■ **Document**
★ ★ ★ ★ ★ ★ ★

Lecture 15: Concurrency

So far in this class we have only considered sequential programs. Execution of a sequential program proceeds one step at a time, with no choice about which step to take next. Sequential programs are limited in that they are not very good at dealing with multiple sources of simultaneous input and they can only execute on a single processor. For these reasons, many modern applications are concurrent. There are many different approaches to concurrent programming, but they all share the fact that a program is split into multiple independent threads of execution. Each thread runs a sequential program, but the overall collection of threads no longer produces a single overall predictable sequence of execution steps. Instead, execution proceeds concurrently, resulting in potentially unpredictable order of execution for steps in one thread with respect to steps in other threads.

The granularity of concurrent programming varies widely, from coarse-grained techniques that loosely coordinate the execution of separate programs, such as pipes in Unix (or even the HTTP protocol between Web servers and clients), to fine-grained techniques where the concurrent threads share the same memory, such as lightweight threads.

In this lecture we will introduce concurrent progarmming through the simple mechanisms provided in Jane Street's async library.

As examples to motivate concurrent programming, consider implementing a graphical user interface that handles interactive input, a web crawler that builds up a database of web pages, and a typical server. A graphical user interface that did not have a separate execution thread for user interaction would be frustrating to use because it would not "lock up" until the current action is completed. For example, web browsers simultaneously handle input from the graphical user interface, read and render web pages incrementally as new data comes in over the network, and also run JavaScript programs embedded in web pages. All these activities happen at once, so typically separate threads are used to handle each of them. Another example of a naturally concurrent application is a web crawler, which traverses the web collecting information about the structure and content of pages. It doesn't make sense for the web crawler to access each site sequentially, because most of the time would be spent waiting for the remote server and network to respond to each request. Therefore, web crawlers are typically highly concurrent, simultaneously accessing thousands of different web sites. This design uses the processor and network efficiently. Lastly, naive sequential servers would not behave as expected, as it would only process requests from clients one at a time. There are two commonly-used approaches to implementing servers:

Both of these approaches have advantages and disadvantages. Using threads requires complex synchronization or communication to ensure that system-wide resources such as shared memory are used correctly. Using event loops complicates the control flow of the program, since multiple sequential steps of execution must be threaded through several iterations of the loop.

Concurrency is powerful and it enables new kinds of applications, but it also makes writing correct programs more difficult, because execution of a concurrent program is nondeterministic: the order in which operations occur is not always known ahead of time. As a result, the programmer must think about all possible orders in which the different threads might execute, and make sure that in all of them the program works correctly. If the program is purely functional, nondeterminism is easier because evaluation of an expression always returns the same value no matter what. For example, in the expression (2*4)+(3*5), the operations can be executed concurrently (e.g., with the left and right products evaluated simultaneously) without changing the answer. Imperative programming is more problematic. For example, the expressions (!x) and (x := !x+1), if executed by two different threads, could give different results depending on which thread executes first.

★ ★ ★ ★ ★ ★ ★

■ **Data entries**

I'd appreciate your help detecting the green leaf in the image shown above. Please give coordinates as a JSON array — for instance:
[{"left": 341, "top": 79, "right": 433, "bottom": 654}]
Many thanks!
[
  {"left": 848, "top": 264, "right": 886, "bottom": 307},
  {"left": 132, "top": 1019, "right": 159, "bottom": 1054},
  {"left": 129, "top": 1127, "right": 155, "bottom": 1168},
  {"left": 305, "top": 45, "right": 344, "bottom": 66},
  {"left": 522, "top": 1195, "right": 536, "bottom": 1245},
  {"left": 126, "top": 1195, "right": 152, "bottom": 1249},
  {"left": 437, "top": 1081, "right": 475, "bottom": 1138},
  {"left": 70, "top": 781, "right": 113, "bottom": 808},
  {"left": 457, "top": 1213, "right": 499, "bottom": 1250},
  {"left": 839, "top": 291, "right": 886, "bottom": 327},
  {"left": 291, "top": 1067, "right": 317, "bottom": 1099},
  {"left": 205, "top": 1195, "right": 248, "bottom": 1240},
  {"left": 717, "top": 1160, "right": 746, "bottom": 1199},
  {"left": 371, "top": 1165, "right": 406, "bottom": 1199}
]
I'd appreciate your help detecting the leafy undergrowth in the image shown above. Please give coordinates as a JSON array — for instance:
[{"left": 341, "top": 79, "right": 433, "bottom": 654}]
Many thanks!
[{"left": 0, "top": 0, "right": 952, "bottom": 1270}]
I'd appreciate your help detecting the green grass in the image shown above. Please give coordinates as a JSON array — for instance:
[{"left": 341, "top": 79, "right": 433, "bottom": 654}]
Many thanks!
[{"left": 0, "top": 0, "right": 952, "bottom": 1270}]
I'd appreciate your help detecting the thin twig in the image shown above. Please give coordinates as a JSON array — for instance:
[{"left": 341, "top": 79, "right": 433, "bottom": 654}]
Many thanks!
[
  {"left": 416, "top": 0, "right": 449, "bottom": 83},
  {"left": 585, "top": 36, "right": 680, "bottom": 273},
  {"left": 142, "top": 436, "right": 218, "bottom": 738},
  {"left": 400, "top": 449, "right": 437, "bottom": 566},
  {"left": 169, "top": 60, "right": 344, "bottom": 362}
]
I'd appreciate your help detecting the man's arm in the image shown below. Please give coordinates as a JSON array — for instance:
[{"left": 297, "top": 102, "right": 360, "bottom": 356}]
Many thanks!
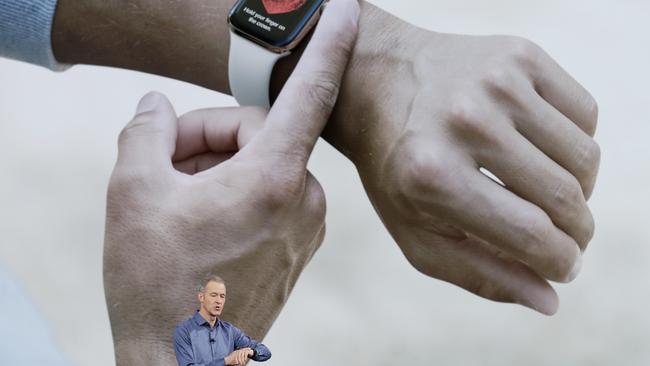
[
  {"left": 53, "top": 0, "right": 600, "bottom": 314},
  {"left": 233, "top": 327, "right": 271, "bottom": 362}
]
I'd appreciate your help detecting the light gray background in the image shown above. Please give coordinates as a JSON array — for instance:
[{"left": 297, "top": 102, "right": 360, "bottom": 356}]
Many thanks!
[{"left": 0, "top": 0, "right": 650, "bottom": 366}]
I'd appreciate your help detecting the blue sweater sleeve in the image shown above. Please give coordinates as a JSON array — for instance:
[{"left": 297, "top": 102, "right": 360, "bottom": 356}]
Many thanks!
[
  {"left": 0, "top": 267, "right": 69, "bottom": 366},
  {"left": 0, "top": 0, "right": 68, "bottom": 71}
]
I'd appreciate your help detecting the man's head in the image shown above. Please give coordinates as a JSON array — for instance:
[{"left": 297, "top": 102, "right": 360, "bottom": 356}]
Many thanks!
[{"left": 197, "top": 274, "right": 226, "bottom": 317}]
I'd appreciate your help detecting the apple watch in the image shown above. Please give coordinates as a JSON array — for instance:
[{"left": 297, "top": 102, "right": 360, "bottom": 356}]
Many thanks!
[{"left": 228, "top": 0, "right": 327, "bottom": 108}]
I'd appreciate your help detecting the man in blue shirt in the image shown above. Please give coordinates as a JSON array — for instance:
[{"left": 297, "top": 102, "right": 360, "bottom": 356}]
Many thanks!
[{"left": 174, "top": 275, "right": 271, "bottom": 366}]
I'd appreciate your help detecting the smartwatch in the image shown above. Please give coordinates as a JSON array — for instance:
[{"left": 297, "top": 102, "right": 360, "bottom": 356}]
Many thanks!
[{"left": 228, "top": 0, "right": 327, "bottom": 108}]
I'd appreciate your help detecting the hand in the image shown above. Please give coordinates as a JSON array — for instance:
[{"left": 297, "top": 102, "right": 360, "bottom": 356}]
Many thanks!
[
  {"left": 224, "top": 348, "right": 253, "bottom": 365},
  {"left": 326, "top": 7, "right": 600, "bottom": 314},
  {"left": 104, "top": 0, "right": 359, "bottom": 365}
]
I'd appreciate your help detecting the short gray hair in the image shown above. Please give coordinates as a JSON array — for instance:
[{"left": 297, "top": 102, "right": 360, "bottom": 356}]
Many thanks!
[{"left": 196, "top": 273, "right": 226, "bottom": 292}]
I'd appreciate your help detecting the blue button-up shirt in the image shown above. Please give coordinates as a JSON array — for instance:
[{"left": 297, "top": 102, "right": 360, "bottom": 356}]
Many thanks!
[{"left": 174, "top": 311, "right": 271, "bottom": 366}]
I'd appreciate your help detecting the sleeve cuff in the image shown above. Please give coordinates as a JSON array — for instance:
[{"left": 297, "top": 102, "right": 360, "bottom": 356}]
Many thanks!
[{"left": 0, "top": 0, "right": 71, "bottom": 71}]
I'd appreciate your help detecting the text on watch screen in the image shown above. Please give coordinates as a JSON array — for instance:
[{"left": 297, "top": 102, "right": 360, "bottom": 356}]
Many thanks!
[{"left": 230, "top": 0, "right": 324, "bottom": 47}]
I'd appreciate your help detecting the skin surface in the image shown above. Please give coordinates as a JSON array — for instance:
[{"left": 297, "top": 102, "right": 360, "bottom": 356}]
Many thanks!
[
  {"left": 196, "top": 281, "right": 226, "bottom": 327},
  {"left": 53, "top": 0, "right": 600, "bottom": 352},
  {"left": 104, "top": 0, "right": 359, "bottom": 365}
]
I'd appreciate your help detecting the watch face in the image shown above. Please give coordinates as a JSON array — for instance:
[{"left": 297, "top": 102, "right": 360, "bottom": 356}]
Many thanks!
[{"left": 228, "top": 0, "right": 325, "bottom": 48}]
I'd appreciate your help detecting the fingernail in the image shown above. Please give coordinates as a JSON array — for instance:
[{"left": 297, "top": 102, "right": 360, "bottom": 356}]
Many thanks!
[{"left": 135, "top": 92, "right": 160, "bottom": 114}]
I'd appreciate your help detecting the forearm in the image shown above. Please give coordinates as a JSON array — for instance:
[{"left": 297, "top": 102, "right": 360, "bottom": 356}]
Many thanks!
[{"left": 52, "top": 0, "right": 412, "bottom": 163}]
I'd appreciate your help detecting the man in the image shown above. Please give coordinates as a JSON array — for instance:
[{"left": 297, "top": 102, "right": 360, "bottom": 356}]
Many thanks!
[{"left": 174, "top": 275, "right": 271, "bottom": 366}]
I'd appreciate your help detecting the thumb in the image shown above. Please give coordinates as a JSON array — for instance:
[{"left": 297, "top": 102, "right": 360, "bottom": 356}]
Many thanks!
[
  {"left": 117, "top": 92, "right": 178, "bottom": 169},
  {"left": 243, "top": 0, "right": 360, "bottom": 165}
]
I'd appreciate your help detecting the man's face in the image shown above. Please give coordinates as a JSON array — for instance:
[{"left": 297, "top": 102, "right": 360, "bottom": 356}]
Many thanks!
[{"left": 199, "top": 281, "right": 226, "bottom": 317}]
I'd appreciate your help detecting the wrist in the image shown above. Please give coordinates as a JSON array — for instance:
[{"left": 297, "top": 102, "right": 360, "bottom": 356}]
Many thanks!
[
  {"left": 323, "top": 3, "right": 428, "bottom": 169},
  {"left": 114, "top": 338, "right": 178, "bottom": 366}
]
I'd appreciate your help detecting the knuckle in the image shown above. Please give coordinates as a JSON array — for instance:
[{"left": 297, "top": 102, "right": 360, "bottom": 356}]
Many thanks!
[
  {"left": 574, "top": 139, "right": 601, "bottom": 186},
  {"left": 118, "top": 112, "right": 164, "bottom": 145},
  {"left": 401, "top": 148, "right": 453, "bottom": 195},
  {"left": 585, "top": 95, "right": 600, "bottom": 136},
  {"left": 552, "top": 179, "right": 584, "bottom": 221},
  {"left": 240, "top": 106, "right": 269, "bottom": 121},
  {"left": 448, "top": 96, "right": 502, "bottom": 144},
  {"left": 257, "top": 172, "right": 305, "bottom": 211},
  {"left": 301, "top": 71, "right": 340, "bottom": 110},
  {"left": 505, "top": 37, "right": 543, "bottom": 69}
]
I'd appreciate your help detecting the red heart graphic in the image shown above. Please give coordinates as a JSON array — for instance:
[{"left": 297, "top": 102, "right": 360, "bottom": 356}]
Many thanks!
[{"left": 262, "top": 0, "right": 307, "bottom": 14}]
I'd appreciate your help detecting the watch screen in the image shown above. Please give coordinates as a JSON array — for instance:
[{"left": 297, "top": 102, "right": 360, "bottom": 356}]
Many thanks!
[{"left": 230, "top": 0, "right": 325, "bottom": 47}]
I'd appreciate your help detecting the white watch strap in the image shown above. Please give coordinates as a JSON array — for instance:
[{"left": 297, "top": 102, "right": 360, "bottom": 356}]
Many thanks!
[{"left": 228, "top": 31, "right": 290, "bottom": 108}]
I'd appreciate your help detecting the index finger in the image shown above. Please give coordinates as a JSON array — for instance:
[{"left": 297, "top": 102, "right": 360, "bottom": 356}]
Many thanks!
[{"left": 243, "top": 0, "right": 360, "bottom": 165}]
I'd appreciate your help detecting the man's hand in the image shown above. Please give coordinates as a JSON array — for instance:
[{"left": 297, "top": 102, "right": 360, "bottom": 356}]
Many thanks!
[
  {"left": 53, "top": 0, "right": 599, "bottom": 314},
  {"left": 224, "top": 348, "right": 254, "bottom": 365},
  {"left": 104, "top": 0, "right": 359, "bottom": 365},
  {"left": 326, "top": 8, "right": 600, "bottom": 314}
]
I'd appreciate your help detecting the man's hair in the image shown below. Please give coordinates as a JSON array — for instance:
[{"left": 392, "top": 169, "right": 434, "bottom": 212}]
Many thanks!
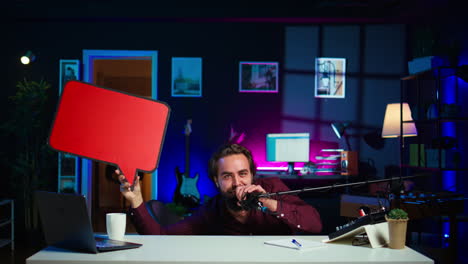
[{"left": 208, "top": 144, "right": 257, "bottom": 182}]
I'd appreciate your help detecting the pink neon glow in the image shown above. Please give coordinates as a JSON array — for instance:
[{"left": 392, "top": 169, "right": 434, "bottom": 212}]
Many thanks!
[{"left": 241, "top": 62, "right": 278, "bottom": 65}]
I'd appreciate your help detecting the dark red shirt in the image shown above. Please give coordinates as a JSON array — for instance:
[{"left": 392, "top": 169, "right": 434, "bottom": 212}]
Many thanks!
[{"left": 130, "top": 178, "right": 322, "bottom": 235}]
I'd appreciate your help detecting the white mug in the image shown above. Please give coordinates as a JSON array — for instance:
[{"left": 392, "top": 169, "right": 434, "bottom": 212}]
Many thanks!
[{"left": 106, "top": 213, "right": 127, "bottom": 240}]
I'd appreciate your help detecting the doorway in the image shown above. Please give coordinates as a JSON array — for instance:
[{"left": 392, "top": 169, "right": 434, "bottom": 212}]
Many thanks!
[{"left": 82, "top": 50, "right": 157, "bottom": 233}]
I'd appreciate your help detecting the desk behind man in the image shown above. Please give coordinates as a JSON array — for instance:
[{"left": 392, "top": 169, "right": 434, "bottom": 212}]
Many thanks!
[{"left": 26, "top": 236, "right": 434, "bottom": 264}]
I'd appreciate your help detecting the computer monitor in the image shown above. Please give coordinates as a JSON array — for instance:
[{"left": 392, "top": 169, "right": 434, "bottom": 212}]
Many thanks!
[{"left": 266, "top": 133, "right": 310, "bottom": 174}]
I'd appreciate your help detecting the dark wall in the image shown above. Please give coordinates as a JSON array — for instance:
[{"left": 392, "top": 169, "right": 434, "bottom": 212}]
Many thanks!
[{"left": 1, "top": 21, "right": 284, "bottom": 201}]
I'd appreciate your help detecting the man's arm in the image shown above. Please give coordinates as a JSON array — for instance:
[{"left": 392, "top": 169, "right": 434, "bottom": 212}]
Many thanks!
[{"left": 119, "top": 170, "right": 210, "bottom": 235}]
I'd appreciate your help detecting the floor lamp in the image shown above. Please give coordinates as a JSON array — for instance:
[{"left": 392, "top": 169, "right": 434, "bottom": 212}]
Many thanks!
[{"left": 382, "top": 103, "right": 418, "bottom": 198}]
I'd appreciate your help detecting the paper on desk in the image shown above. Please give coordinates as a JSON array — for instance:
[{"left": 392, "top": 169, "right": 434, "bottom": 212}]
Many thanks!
[{"left": 264, "top": 238, "right": 326, "bottom": 250}]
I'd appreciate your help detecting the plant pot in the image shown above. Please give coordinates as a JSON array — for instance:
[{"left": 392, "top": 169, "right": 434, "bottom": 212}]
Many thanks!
[{"left": 385, "top": 216, "right": 409, "bottom": 249}]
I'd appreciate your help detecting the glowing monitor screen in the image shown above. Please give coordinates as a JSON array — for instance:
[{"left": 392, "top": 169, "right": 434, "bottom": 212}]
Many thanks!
[{"left": 266, "top": 133, "right": 310, "bottom": 162}]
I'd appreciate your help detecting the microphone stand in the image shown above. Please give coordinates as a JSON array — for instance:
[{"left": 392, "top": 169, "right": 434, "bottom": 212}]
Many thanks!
[{"left": 256, "top": 174, "right": 429, "bottom": 198}]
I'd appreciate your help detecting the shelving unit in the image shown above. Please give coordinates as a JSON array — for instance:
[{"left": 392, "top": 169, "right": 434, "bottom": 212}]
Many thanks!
[
  {"left": 400, "top": 67, "right": 468, "bottom": 262},
  {"left": 400, "top": 67, "right": 468, "bottom": 186},
  {"left": 0, "top": 199, "right": 15, "bottom": 250}
]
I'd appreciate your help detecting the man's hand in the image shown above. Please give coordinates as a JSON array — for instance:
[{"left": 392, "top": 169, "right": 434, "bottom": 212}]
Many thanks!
[
  {"left": 115, "top": 170, "right": 143, "bottom": 208},
  {"left": 236, "top": 184, "right": 278, "bottom": 212}
]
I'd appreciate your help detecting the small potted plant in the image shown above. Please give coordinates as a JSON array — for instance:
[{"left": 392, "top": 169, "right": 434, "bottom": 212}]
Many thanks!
[{"left": 385, "top": 208, "right": 409, "bottom": 249}]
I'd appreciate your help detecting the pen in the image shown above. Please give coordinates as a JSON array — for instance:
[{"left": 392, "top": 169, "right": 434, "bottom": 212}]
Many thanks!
[{"left": 291, "top": 239, "right": 302, "bottom": 247}]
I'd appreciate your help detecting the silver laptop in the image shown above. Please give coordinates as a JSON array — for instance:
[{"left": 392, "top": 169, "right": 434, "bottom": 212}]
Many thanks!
[{"left": 35, "top": 191, "right": 142, "bottom": 253}]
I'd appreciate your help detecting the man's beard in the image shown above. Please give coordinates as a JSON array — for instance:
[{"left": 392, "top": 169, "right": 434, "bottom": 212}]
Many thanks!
[{"left": 221, "top": 190, "right": 243, "bottom": 212}]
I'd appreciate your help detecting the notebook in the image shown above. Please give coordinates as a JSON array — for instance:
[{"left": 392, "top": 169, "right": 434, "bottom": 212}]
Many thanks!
[{"left": 35, "top": 191, "right": 142, "bottom": 253}]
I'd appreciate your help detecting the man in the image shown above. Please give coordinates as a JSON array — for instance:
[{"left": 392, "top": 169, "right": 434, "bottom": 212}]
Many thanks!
[{"left": 117, "top": 144, "right": 322, "bottom": 235}]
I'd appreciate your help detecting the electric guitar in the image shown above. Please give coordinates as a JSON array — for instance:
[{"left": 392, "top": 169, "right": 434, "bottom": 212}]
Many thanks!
[{"left": 174, "top": 119, "right": 200, "bottom": 208}]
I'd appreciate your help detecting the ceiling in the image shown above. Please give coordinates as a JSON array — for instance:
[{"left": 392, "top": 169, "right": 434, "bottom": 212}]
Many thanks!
[{"left": 3, "top": 0, "right": 457, "bottom": 22}]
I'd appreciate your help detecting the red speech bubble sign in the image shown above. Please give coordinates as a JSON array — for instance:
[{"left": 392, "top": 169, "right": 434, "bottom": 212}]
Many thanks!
[{"left": 49, "top": 81, "right": 170, "bottom": 185}]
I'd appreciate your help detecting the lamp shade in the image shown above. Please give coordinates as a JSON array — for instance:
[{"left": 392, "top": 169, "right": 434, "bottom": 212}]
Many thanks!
[{"left": 382, "top": 103, "right": 418, "bottom": 138}]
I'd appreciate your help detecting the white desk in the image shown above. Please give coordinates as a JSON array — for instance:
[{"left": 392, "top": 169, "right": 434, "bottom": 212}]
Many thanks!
[{"left": 26, "top": 236, "right": 434, "bottom": 264}]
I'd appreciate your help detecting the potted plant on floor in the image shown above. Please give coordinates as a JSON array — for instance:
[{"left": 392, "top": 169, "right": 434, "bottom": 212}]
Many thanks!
[{"left": 385, "top": 208, "right": 409, "bottom": 249}]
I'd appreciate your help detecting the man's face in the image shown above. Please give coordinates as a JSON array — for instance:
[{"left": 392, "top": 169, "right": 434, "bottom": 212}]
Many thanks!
[{"left": 216, "top": 154, "right": 253, "bottom": 202}]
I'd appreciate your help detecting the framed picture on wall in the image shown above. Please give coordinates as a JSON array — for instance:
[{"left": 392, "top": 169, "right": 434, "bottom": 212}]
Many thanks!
[
  {"left": 171, "top": 57, "right": 202, "bottom": 97},
  {"left": 239, "top": 61, "right": 279, "bottom": 93},
  {"left": 59, "top": 60, "right": 80, "bottom": 94},
  {"left": 315, "top": 58, "right": 346, "bottom": 98}
]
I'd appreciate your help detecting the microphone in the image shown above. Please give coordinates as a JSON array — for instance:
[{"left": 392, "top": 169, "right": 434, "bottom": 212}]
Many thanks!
[{"left": 239, "top": 193, "right": 263, "bottom": 210}]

★ ★ ★ ★ ★ ★ ★

■ **Aim of the exercise**
Pull from the concurrency lecture above everything from "Both of these" down to "of the loop.", keeping each word unchanged.

■ **Problem solution**
Both of these approaches have advantages and disadvantages. Using threads requires complex synchronization or communication to ensure that system-wide resources such as shared memory are used correctly. Using event loops complicates the control flow of the program, since multiple sequential steps of execution must be threaded through several iterations of the loop.